Given information →
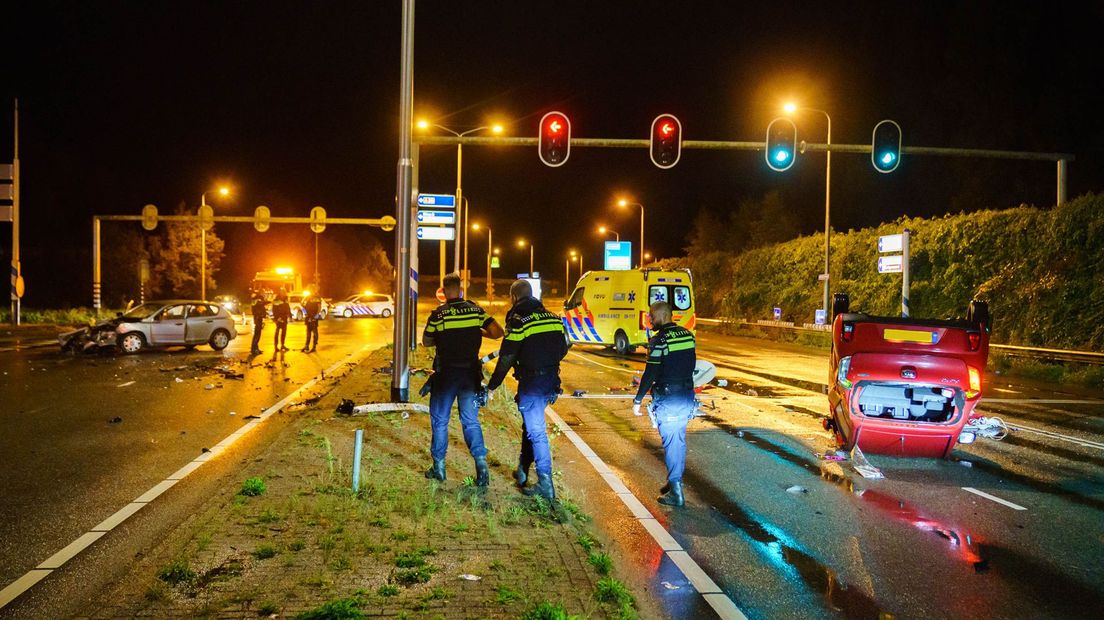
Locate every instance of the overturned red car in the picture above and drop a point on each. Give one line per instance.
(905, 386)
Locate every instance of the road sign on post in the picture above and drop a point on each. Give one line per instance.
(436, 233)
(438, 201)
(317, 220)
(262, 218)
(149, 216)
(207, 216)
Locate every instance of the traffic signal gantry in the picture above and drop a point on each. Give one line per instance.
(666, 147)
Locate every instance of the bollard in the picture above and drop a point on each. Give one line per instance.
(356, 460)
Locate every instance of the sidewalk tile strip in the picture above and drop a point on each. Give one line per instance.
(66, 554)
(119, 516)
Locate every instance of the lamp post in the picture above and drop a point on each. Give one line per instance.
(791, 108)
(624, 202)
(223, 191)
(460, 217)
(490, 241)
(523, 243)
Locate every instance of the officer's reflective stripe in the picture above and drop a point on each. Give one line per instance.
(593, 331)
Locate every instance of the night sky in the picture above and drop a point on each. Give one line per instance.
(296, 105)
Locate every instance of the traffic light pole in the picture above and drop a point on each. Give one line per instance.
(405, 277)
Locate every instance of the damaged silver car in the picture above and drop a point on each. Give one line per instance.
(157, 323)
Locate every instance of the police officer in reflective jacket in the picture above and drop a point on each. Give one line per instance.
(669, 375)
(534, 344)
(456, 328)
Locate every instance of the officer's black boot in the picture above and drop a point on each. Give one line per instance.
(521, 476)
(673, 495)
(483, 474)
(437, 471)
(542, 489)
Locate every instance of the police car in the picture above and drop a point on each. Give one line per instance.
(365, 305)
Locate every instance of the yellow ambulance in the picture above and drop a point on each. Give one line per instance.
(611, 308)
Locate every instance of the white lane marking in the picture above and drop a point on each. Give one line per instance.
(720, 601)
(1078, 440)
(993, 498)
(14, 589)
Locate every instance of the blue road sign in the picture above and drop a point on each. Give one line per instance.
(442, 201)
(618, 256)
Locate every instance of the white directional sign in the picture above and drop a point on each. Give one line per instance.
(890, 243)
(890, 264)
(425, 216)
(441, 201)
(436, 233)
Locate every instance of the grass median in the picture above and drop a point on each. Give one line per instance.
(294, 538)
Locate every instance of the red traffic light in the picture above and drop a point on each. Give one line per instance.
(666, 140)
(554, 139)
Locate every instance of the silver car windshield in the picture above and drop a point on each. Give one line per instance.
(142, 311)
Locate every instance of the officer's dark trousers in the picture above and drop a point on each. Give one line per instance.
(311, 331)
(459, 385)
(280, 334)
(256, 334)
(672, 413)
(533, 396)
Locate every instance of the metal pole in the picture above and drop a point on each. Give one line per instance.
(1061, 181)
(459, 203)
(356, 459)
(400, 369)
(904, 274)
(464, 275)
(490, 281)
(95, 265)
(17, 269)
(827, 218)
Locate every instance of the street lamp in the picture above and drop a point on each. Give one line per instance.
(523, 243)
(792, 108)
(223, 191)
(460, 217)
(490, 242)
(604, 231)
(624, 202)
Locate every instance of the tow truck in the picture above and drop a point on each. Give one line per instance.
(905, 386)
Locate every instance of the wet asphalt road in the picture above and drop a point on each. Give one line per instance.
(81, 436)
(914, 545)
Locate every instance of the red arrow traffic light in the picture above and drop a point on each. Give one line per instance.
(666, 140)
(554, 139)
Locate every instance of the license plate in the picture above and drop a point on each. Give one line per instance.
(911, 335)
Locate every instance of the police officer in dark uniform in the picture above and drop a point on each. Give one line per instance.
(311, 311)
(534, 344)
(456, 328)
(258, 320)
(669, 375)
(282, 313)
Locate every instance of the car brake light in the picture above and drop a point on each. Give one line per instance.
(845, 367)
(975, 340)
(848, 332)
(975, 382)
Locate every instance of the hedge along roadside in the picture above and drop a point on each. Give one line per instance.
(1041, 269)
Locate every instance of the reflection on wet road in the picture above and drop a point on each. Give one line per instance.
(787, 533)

Your assignment → The entries above are to be retyped exactly, with each picture left out.

Solution for this exercise →
Locate every instance of the overturned red car in the picture above and drop a point on each. Give one line per instance.
(905, 386)
Locate every instance of the road sign on post in the picture above and drop a point on each. Give one line per instance.
(436, 233)
(438, 201)
(317, 220)
(262, 218)
(149, 216)
(207, 216)
Locate every instance of the traffic signal gantry in the picture above and drop a point on each. Give one line per instance.
(666, 147)
Locate every instance of the bollard in the picture above and drop a point on each. Give one line per instance.
(356, 460)
Locate every instance of the sidewalk tile strip in the picture above and drop a point on each. Give one line per instance.
(66, 554)
(119, 516)
Locate every instance of the lamp post in the picture above and drop a point on each. Give one line per instance.
(791, 108)
(624, 202)
(223, 191)
(460, 217)
(490, 241)
(523, 243)
Locate every instance of the officer's reflective stripe in the picture above and drop a point on each. Give one line per instance.
(593, 331)
Locate every instance of the night sky in the picture above and drop a point on each. Give one line per instance.
(296, 105)
Locate every instance of the traffic light pole in the picture above and drop a point on each. Give one line per instance.
(405, 277)
Locate every instance of the damaged silver car in the picture above and drop a point on each. Give one line per instance.
(157, 323)
Locate every instance of the police officer in reflective jacket in the picture above and drop a point on each. Give one line per instance.
(669, 375)
(534, 344)
(456, 328)
Locate every instance of the officer's black boot in the picture above and drop a point on each. Give one line per instance.
(521, 476)
(673, 495)
(483, 474)
(437, 471)
(542, 489)
Locate every instance of the police car in the picture above and drop a point on each. Give one line per instance.
(365, 305)
Locate every instance of the yellow ambulance in the picture above and drop a point on each. Give one line per instance.
(611, 308)
Locate every instance of the white lane marking in the picture above and drop a point on each. Give one line per instance.
(720, 601)
(1078, 440)
(993, 498)
(14, 589)
Locate every instance of the blue road sign in the picture above and drop a point on each. Give one line per instance.
(442, 201)
(618, 256)
Locate every instance of the white directional sign in the picture above and drop a point on each. Give one line per instance.
(890, 243)
(890, 264)
(425, 216)
(441, 201)
(436, 233)
Locate every instance of the grass median in the picture above and drop a point on each. Give one line per instance.
(294, 538)
Locate every instance of the red traffic light in the picture above and drop a point on each. Give one line per instance.
(666, 140)
(554, 139)
Locate every instance of the silver car windshield in the picture above and drop a point on each. Give one line per instance.
(142, 311)
Locate every instance of the officer's dark trousers in the picture above and drop a point on each. Give one line per instance.
(311, 331)
(459, 385)
(280, 334)
(256, 334)
(672, 413)
(533, 396)
Locate every instance of the metal pole in the picture above and drop a point on each. Give one line per instance.
(1061, 181)
(459, 203)
(356, 459)
(400, 369)
(904, 274)
(464, 275)
(490, 281)
(95, 265)
(17, 269)
(827, 218)
Locate every instance of the street lamp in the picture above and drop a point on each. Give one line per instance.
(523, 243)
(792, 108)
(223, 191)
(460, 217)
(490, 242)
(604, 231)
(624, 202)
Locate every instance of the tow truck in the picture above and drop a point on each. Give one line per instance.
(905, 386)
Locate every instance of the wet asphalt road in the picture above and drop a point on each. Give one line per instance.
(81, 436)
(914, 545)
Locate every instance of the red arrow traffic light in the picture above and drop a point on each. Give one line per instance.
(666, 140)
(554, 139)
Locate every instance of the license plate in the picture above and drop a point on each. Give one line per instance.
(911, 335)
Locate every instance of the police officer in dark uniform in the picture above and drop a point on each. Give one line per instance.
(311, 311)
(534, 344)
(456, 328)
(258, 320)
(669, 375)
(282, 313)
Locate every instance of the car brake light in the picture above and drop a point on each. Give one line per instance.
(845, 367)
(975, 340)
(848, 332)
(975, 382)
Locate every instance of the hedge along roadside in the picture above and drop a point on each. Give one line per instance.
(1041, 269)
Locate every instance of the reflection on wet road in the picture above and drop a point on each. Give one line per instance.
(787, 533)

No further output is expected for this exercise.